* **WHAT NEEDS TO BE DONE**: A verbatim reproduction of the lines below, from the line containing "the riverbank, which" through the line containing "Look at the photo above. For every instance of the paddle", both ends included, is the whole required output.

* **DATA SUPPLIED**:
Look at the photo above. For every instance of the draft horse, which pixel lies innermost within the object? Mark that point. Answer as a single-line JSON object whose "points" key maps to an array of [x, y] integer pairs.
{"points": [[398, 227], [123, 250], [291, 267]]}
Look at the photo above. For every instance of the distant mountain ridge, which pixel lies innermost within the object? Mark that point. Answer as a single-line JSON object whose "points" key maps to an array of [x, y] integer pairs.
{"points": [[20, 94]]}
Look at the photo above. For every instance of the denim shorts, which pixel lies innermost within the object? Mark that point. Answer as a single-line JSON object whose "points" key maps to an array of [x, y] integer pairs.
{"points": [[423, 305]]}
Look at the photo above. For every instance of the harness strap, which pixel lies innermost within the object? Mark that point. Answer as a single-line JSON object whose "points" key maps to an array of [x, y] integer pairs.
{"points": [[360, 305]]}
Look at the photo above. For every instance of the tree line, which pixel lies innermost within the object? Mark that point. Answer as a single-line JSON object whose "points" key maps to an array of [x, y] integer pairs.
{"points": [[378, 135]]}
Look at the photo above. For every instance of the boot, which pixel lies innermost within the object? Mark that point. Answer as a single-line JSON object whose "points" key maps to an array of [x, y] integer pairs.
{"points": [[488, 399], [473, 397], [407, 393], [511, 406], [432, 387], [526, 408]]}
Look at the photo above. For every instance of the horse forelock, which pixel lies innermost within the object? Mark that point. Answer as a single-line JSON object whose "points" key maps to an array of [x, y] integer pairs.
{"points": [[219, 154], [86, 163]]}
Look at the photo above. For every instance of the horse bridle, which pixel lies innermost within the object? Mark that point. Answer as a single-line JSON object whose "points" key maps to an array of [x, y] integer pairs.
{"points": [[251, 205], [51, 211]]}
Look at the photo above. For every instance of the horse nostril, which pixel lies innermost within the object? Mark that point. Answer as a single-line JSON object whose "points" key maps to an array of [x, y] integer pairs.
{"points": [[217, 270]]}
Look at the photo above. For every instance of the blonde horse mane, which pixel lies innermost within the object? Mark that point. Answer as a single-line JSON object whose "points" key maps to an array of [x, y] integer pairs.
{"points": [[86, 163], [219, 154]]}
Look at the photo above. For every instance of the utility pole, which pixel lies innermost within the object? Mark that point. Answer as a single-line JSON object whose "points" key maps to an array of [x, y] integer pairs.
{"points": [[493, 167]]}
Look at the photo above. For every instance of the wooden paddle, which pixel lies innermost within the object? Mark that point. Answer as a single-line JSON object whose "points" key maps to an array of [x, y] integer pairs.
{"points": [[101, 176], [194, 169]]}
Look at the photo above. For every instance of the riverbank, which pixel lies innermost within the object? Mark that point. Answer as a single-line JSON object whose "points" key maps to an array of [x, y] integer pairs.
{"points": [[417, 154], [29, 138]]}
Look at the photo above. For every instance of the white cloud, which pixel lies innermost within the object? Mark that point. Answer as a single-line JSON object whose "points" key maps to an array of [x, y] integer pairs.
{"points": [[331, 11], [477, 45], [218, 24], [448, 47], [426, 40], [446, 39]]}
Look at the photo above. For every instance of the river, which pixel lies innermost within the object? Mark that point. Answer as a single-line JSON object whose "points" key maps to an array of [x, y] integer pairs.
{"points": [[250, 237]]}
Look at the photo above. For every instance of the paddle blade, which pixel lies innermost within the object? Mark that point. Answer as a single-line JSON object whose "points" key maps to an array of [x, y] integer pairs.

---

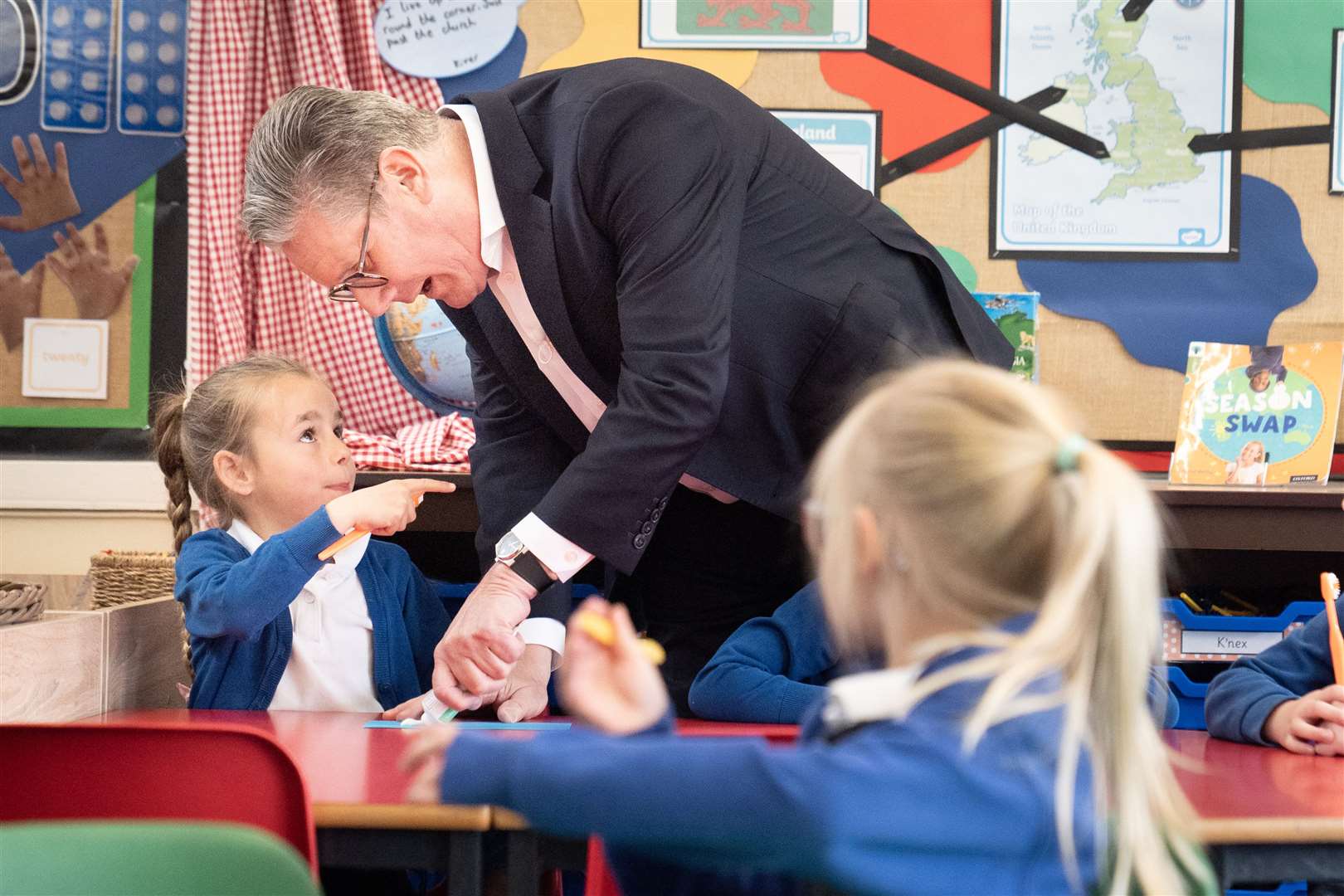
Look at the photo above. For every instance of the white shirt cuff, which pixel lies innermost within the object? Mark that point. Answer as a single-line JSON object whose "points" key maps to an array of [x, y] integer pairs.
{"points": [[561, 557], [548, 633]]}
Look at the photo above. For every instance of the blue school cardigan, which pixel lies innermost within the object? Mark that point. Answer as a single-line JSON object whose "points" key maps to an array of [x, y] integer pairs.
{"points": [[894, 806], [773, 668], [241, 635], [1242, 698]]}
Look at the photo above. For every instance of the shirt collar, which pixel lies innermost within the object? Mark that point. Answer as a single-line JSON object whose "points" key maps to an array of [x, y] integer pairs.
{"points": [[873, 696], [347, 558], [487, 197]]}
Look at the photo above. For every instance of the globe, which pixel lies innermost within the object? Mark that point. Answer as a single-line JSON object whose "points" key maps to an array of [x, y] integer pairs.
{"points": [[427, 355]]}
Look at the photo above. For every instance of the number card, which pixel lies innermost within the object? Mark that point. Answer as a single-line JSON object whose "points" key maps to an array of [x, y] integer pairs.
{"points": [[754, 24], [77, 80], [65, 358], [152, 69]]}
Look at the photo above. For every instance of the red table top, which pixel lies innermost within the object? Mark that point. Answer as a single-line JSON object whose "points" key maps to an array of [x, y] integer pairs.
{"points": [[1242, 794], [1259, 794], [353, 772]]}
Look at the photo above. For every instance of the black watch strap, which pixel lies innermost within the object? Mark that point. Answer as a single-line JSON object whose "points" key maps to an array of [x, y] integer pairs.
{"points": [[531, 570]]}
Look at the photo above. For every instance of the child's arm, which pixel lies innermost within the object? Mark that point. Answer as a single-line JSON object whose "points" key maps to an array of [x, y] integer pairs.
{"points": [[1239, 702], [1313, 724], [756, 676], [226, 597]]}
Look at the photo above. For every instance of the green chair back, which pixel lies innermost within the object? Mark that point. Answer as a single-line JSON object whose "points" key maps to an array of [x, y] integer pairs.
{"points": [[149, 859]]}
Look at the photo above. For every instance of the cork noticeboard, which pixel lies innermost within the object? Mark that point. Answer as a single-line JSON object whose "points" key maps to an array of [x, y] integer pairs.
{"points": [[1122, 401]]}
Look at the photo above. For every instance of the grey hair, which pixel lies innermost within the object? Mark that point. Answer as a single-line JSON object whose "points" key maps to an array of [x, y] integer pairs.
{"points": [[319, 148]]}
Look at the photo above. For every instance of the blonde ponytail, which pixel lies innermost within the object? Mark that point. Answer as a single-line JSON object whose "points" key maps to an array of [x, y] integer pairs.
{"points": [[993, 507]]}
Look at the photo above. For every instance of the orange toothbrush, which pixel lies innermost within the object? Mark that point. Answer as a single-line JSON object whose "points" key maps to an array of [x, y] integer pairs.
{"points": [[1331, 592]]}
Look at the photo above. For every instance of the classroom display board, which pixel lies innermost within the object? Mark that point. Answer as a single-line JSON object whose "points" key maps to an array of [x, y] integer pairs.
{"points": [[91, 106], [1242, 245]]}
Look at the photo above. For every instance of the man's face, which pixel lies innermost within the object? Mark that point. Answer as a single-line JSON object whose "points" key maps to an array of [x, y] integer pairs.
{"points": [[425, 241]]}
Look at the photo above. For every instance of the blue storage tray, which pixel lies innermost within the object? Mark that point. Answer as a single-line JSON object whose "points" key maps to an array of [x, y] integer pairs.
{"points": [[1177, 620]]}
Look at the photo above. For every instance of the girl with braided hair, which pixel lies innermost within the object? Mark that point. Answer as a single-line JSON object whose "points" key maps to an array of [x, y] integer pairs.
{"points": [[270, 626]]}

* **TASK ANSWER**:
Look at the photo above. For every instance of the riverbank, which pixel lies innermost within the object? Mark that point. Answer as a single-line JSON object whose "points" key maps to an array of [x, y] integer pairs.
{"points": [[417, 154], [29, 138]]}
Look at the photo above. For every instance of the white cloud, which pixel lies innermost within the object? Mark that point. Answer as a single-line JSON object whose "points" key maps to an array of [x, y] integer pairs.
{"points": [[331, 11], [477, 45], [218, 24], [448, 47], [426, 40], [446, 39]]}
Look at the photo above. For every instance of the river, which pixel lies innermost within the object? Mark that point. Answer as a single-line JSON object whose "points" key maps to an array of [x, y] integer pairs.
{"points": [[250, 237]]}
Look at the photo above. For every instance of the paddle blade, which pixel lies innermost within the object? Mark that point. Answer as a single-line JSON object whose "points" key maps to an array of [x, y] integer pairs.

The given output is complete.